Stored records
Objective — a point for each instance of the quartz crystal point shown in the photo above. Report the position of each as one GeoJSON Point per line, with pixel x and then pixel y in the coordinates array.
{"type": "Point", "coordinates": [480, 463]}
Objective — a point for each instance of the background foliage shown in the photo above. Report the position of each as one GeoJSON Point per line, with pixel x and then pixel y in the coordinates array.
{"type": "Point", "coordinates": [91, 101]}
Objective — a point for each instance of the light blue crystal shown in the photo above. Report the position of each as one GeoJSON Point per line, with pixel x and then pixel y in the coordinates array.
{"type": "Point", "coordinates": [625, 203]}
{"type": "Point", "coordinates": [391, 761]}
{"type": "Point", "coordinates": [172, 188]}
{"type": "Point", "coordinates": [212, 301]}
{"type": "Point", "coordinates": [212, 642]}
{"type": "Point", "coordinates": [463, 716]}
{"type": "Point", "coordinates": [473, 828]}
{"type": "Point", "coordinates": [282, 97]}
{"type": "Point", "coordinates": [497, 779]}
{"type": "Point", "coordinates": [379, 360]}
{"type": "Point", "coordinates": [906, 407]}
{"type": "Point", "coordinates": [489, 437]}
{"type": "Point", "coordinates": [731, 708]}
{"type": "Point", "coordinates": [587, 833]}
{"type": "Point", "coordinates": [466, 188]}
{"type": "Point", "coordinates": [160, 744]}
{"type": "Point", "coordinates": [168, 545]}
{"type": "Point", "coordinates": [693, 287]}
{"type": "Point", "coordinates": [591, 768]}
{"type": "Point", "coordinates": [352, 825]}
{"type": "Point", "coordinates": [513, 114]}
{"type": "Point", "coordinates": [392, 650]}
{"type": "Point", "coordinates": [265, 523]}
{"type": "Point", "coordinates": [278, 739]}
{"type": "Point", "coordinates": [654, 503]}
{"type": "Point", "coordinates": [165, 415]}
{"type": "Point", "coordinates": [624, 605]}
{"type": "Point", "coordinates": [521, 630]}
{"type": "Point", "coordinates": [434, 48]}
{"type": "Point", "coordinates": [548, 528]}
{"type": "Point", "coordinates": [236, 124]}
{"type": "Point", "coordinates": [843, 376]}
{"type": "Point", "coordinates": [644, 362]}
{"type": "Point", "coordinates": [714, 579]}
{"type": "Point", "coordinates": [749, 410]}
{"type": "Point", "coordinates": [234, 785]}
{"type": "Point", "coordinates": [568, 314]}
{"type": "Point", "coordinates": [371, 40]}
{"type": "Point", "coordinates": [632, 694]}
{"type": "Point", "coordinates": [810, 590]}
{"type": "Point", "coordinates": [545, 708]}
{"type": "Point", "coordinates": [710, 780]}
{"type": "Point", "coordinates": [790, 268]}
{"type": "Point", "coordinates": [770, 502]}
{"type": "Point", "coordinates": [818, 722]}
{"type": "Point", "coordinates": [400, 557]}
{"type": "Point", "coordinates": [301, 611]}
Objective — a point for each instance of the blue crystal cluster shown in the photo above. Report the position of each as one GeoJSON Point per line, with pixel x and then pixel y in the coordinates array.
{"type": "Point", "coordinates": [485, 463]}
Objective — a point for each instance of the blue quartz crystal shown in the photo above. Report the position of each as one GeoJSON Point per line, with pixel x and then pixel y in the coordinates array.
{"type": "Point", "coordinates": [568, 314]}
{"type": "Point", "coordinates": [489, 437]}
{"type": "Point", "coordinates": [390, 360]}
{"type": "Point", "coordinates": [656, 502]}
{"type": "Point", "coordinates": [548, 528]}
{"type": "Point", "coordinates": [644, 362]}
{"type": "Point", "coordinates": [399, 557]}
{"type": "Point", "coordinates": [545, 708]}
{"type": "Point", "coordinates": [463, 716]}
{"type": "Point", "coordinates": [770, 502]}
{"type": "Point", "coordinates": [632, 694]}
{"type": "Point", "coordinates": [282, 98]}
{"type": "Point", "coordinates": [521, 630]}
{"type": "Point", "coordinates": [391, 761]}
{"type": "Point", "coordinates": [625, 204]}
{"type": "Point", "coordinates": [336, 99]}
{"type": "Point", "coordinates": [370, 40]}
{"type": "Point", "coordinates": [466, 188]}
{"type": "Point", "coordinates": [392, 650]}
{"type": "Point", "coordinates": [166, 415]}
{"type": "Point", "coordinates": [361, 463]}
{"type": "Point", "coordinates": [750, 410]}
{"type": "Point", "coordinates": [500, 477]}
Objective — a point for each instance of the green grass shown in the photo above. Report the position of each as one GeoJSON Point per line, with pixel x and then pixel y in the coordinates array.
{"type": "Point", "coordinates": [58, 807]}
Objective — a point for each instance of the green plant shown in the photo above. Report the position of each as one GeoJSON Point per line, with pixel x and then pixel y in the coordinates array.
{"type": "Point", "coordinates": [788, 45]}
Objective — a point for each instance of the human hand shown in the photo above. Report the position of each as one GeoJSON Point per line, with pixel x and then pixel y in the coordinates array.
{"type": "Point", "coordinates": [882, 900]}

* STATED PROBLEM *
Reproduce exactly the lines from the one containing "Objective — a point for each instance of the blue quartz" through the last line of the records above, including both, and nothing else.

* ANSWER FOR THE TASK *
Objective — a point for each instance of the blue quartz crystal shown in the photo above. Report the position of each as one GeoJSON Point per line, with pixel x and then pixel y in the coordinates array.
{"type": "Point", "coordinates": [568, 314]}
{"type": "Point", "coordinates": [489, 437]}
{"type": "Point", "coordinates": [390, 360]}
{"type": "Point", "coordinates": [656, 502]}
{"type": "Point", "coordinates": [548, 528]}
{"type": "Point", "coordinates": [644, 362]}
{"type": "Point", "coordinates": [399, 557]}
{"type": "Point", "coordinates": [545, 708]}
{"type": "Point", "coordinates": [463, 716]}
{"type": "Point", "coordinates": [770, 502]}
{"type": "Point", "coordinates": [632, 694]}
{"type": "Point", "coordinates": [282, 98]}
{"type": "Point", "coordinates": [521, 630]}
{"type": "Point", "coordinates": [391, 761]}
{"type": "Point", "coordinates": [625, 204]}
{"type": "Point", "coordinates": [336, 99]}
{"type": "Point", "coordinates": [370, 40]}
{"type": "Point", "coordinates": [466, 188]}
{"type": "Point", "coordinates": [392, 650]}
{"type": "Point", "coordinates": [166, 415]}
{"type": "Point", "coordinates": [361, 463]}
{"type": "Point", "coordinates": [750, 410]}
{"type": "Point", "coordinates": [500, 477]}
Objective — a point for each instance of the green grass shown in the photo above. Report the position of each as one GeoJSON Point per line, with pixel x and then pixel y in the coordinates array.
{"type": "Point", "coordinates": [58, 807]}
Objective — a point for each instance of the green plant shown in the photo above. Report the position of each as one GeoJSON Point per line, with pixel x and then pixel y in the coordinates array.
{"type": "Point", "coordinates": [788, 45]}
Objective — a point for each instance of the human hand shown in the photo above. Report the position of each as one GeoJSON Point per line, with pixel x and then pixel y in the coordinates array.
{"type": "Point", "coordinates": [882, 900]}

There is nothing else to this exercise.